:: Objetivo de la tarea ::
Devuelve cada línea del listado siguiente que contenga la palabra "concrete". Se distinguen mayúsculas de minúsculas.

<<<<

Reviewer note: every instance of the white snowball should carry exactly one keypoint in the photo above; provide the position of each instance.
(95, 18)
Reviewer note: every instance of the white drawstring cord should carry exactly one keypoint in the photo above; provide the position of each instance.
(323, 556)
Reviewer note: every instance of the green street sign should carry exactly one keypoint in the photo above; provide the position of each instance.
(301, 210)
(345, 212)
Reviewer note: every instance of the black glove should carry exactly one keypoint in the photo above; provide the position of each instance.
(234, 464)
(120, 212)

>>>>
<<<<

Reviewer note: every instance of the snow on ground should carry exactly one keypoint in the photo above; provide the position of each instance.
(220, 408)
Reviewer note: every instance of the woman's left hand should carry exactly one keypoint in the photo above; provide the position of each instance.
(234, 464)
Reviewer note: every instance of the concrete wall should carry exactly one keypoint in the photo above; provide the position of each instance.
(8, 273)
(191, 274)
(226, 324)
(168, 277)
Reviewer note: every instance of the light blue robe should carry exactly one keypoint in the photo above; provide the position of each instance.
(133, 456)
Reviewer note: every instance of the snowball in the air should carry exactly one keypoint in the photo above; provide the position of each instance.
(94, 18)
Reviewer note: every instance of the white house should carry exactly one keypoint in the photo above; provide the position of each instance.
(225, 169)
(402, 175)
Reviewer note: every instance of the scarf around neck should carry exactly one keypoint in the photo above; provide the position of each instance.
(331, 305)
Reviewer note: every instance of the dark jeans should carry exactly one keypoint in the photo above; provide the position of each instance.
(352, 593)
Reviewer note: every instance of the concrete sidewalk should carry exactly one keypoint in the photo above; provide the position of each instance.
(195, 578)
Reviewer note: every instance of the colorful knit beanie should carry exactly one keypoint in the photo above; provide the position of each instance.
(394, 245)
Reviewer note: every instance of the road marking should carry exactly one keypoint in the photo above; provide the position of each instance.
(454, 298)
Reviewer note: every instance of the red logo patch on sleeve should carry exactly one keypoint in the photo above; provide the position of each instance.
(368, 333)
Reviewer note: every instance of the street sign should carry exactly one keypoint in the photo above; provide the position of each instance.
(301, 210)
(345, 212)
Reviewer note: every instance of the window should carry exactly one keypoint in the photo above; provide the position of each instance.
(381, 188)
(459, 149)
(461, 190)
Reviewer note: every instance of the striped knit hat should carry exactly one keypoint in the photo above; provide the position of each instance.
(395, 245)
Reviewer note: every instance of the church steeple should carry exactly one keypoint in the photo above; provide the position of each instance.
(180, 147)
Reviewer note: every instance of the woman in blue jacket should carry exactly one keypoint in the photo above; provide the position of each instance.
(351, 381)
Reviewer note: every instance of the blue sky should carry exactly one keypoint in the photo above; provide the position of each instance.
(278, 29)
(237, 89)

>>>>

:: Resultado de la tarea ::
Reviewer note: every instance of the concrete wall should carry exactly one keypoint in the photo above; provide the position of each instance.
Reviewer note: every instance of the concrete sidewalk should carry exactly one keypoint in the photo above; provide the position of each instance.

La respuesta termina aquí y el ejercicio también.